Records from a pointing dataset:
____
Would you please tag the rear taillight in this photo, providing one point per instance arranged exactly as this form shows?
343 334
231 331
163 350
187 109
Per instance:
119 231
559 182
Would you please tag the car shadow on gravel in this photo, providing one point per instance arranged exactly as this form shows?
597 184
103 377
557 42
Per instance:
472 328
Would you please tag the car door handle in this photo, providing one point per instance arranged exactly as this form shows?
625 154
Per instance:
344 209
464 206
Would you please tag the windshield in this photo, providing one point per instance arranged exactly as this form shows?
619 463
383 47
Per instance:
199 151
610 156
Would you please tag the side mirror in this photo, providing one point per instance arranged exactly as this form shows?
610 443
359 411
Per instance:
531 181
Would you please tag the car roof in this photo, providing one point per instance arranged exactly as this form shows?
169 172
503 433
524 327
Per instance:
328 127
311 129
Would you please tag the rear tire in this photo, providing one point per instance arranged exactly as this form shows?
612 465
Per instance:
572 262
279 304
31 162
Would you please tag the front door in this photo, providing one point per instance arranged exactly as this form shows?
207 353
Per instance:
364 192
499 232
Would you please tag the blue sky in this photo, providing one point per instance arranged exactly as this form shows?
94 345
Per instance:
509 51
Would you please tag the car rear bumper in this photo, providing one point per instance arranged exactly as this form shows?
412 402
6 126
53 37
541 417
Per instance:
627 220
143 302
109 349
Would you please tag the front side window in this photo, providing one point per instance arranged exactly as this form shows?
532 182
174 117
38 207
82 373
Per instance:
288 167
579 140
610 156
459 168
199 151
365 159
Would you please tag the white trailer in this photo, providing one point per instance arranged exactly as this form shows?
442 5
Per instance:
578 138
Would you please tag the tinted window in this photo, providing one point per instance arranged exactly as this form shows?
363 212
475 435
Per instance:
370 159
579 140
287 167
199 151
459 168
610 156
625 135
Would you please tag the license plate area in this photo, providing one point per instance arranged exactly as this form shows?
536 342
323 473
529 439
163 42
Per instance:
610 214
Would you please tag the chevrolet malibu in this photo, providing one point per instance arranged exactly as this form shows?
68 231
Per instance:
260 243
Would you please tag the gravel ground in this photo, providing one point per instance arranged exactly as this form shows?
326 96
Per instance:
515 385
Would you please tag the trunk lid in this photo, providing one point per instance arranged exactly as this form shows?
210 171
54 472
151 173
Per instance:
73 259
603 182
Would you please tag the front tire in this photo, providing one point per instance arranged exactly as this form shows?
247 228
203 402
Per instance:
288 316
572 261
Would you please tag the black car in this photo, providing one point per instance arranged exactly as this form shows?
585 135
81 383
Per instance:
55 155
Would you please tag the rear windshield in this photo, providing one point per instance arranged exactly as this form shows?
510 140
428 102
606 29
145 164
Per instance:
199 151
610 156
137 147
____
= THE REQUEST =
Please give every line of the records as a JSON list of strings, one string per line, leaving out blank lines.

= EXERCISE ANSWER =
[
  "Would you please tag the rear taillight in this photo, providing one point per instance arranged exactly as this form shows?",
  "343 334",
  "231 331",
  "163 350",
  "187 109",
  "Per instance:",
  "119 231",
  "559 182",
  "Would you please tag the car shadow on gravel in this photo, providing one point per instance arranged exactly as this form shows?",
  "597 184",
  "103 377",
  "557 42",
  "Per instance:",
  "472 328",
  "Would you please tag the car door handle in this photo, providing one point per instance arranged exactly as this form shows?",
  "625 154",
  "Per instance:",
  "344 209",
  "464 206",
  "Would you please tag the windshield in this photo, providing one point per instance arranged exactly as this form shows?",
  "619 463",
  "383 47",
  "Per instance:",
  "199 151",
  "610 156",
  "Would you please tag the side mirror in this photo, providing one point per instance arranged exactly as this form shows?",
  "610 443",
  "359 411",
  "Per instance:",
  "531 181",
  "Would you please tag the car roof in this photo, providing one point per instance arranged exactly as this form shows?",
  "169 172",
  "503 433",
  "524 327",
  "Per instance:",
  "328 127",
  "311 129",
  "Would you please tag the rear tire in this photo, providing one point per instance arranged exactly as this form shows?",
  "612 465",
  "Per instance:",
  "572 262",
  "279 304",
  "31 162",
  "Would you please tag the front door in this photo, providing one point per instance arranged exactly as this form shows?",
  "207 353",
  "Per instance:",
  "364 192",
  "499 232",
  "Would you please tag the blue sky in this photo, providing one point per instance arranged exactly as this form shows?",
  "94 345",
  "Per instance:",
  "509 51",
  "Would you please tag the car rear bumper in this photo, providing one point per instance arranged exactly as this form shows?",
  "412 402",
  "6 126",
  "53 37",
  "541 417",
  "Per instance:",
  "627 220",
  "143 302",
  "109 349",
  "Would you please tag the front side window in this photo, providing one point per instance arranged exactly as this form shows?",
  "532 182",
  "174 117",
  "38 207",
  "82 373",
  "Per instance:",
  "288 167",
  "579 140",
  "610 156",
  "459 168",
  "199 151",
  "365 159",
  "Would you please tag the white trailer in this photo, providing one point per instance arranged exactly as this form shows?",
  "442 5",
  "Per instance:",
  "578 138",
  "Would you please tag the tinted window in this photo, providing one point per instance arranged exactly as this form shows?",
  "363 212",
  "475 435",
  "Per instance:",
  "370 159",
  "579 140",
  "287 167",
  "199 151",
  "459 168",
  "610 156",
  "625 135",
  "Would you please tag the license plate area in this photo, providing one point per instance arranged exactly as this form shows?",
  "536 342",
  "323 473",
  "529 439",
  "163 42",
  "Per instance:",
  "610 214",
  "Would you please tag the chevrolet malibu in this photo, providing one point per instance arranged exactly as this form shows?",
  "68 231",
  "Per instance:",
  "260 243",
  "Would you please tag the gravel ground in this photo, providing one point per instance arranged exactly as this form shows?",
  "326 96",
  "Per instance:",
  "515 385",
  "Would you please tag the trunk lid in this photo, providing one point per instance arranged exactly as this form shows?",
  "210 171",
  "54 472",
  "151 173",
  "Per instance:",
  "73 259",
  "603 182",
  "Would you please tag the front tire in this photo, providing one point per instance arranged exactly as this form shows?",
  "247 228",
  "203 402",
  "Per instance:",
  "288 316",
  "572 261",
  "Would you please tag the black car in this photo, providing one point per instance arranged exactly as this form shows?",
  "585 135",
  "81 383",
  "Per instance:",
  "55 155",
  "Would you please tag the rear windshield in this photo, providing one point per instance arranged exactly as this form shows?",
  "510 140",
  "428 102",
  "606 29",
  "145 164",
  "Per instance:",
  "199 151",
  "610 156",
  "137 147"
]